# Extracted entries:
——————————

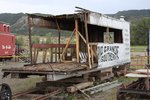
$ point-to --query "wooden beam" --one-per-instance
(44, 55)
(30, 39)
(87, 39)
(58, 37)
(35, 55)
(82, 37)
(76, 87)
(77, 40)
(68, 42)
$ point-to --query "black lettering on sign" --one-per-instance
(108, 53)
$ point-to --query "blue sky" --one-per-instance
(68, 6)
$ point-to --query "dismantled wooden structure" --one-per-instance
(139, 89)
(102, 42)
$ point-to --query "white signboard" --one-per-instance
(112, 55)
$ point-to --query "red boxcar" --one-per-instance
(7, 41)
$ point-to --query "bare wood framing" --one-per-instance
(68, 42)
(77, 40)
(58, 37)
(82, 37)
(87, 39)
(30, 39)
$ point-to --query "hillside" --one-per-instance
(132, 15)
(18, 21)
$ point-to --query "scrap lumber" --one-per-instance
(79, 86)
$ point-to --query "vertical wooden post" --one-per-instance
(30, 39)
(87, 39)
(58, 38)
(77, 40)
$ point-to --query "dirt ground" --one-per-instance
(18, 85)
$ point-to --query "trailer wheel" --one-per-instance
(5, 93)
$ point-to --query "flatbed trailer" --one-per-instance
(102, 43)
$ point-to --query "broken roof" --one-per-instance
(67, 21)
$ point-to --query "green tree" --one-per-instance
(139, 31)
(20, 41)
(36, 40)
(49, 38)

——————————

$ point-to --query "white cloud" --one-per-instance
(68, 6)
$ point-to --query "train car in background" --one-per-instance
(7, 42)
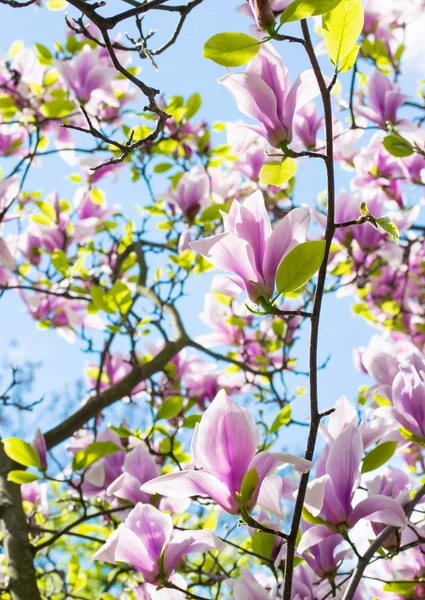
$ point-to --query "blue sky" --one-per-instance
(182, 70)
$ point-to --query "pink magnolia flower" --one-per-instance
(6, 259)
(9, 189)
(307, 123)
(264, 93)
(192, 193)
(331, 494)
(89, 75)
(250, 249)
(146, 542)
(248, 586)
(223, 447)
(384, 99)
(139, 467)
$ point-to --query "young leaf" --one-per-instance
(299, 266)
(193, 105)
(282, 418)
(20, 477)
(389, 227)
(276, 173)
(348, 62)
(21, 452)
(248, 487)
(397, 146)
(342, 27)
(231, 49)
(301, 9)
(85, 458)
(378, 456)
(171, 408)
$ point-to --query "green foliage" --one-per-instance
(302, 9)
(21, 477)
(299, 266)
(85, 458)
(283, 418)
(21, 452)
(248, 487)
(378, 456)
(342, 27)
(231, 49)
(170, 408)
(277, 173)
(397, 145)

——————————

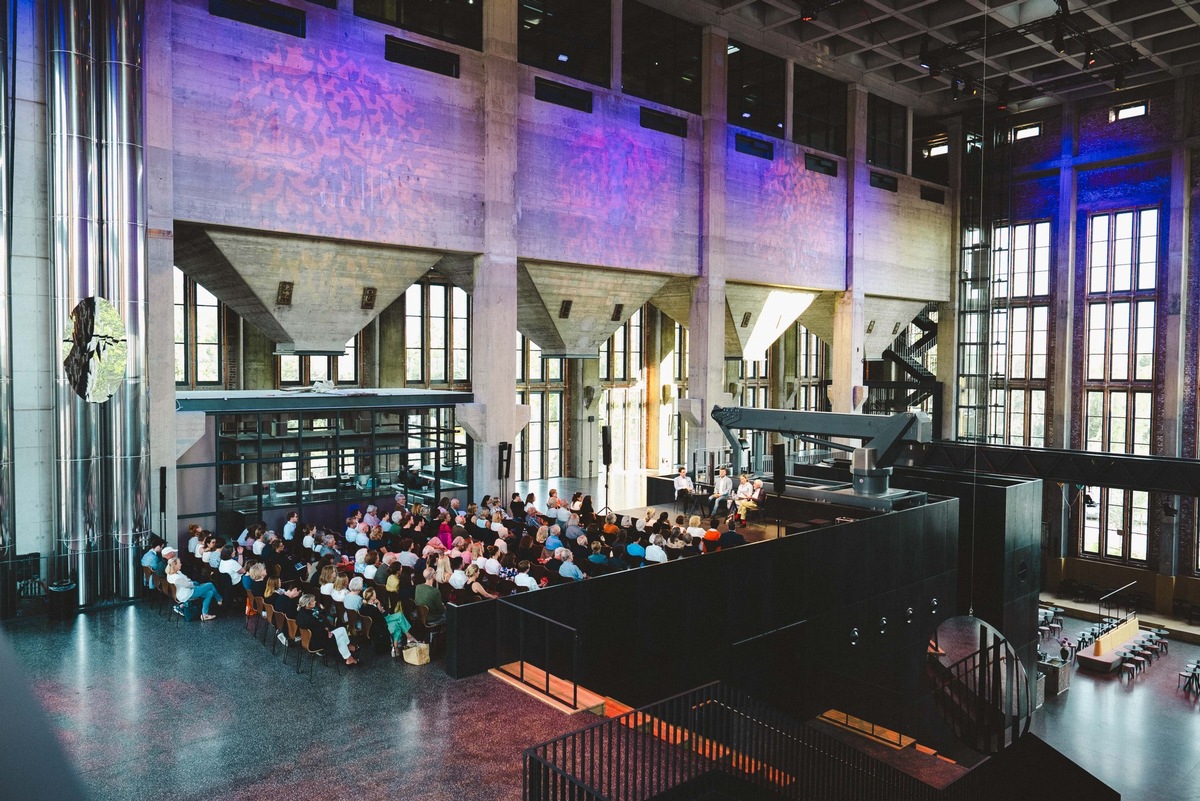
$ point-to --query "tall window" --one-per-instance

——————————

Count the lines in the items above that contain the string "wooden", with case counting, and reply with the number alone.

3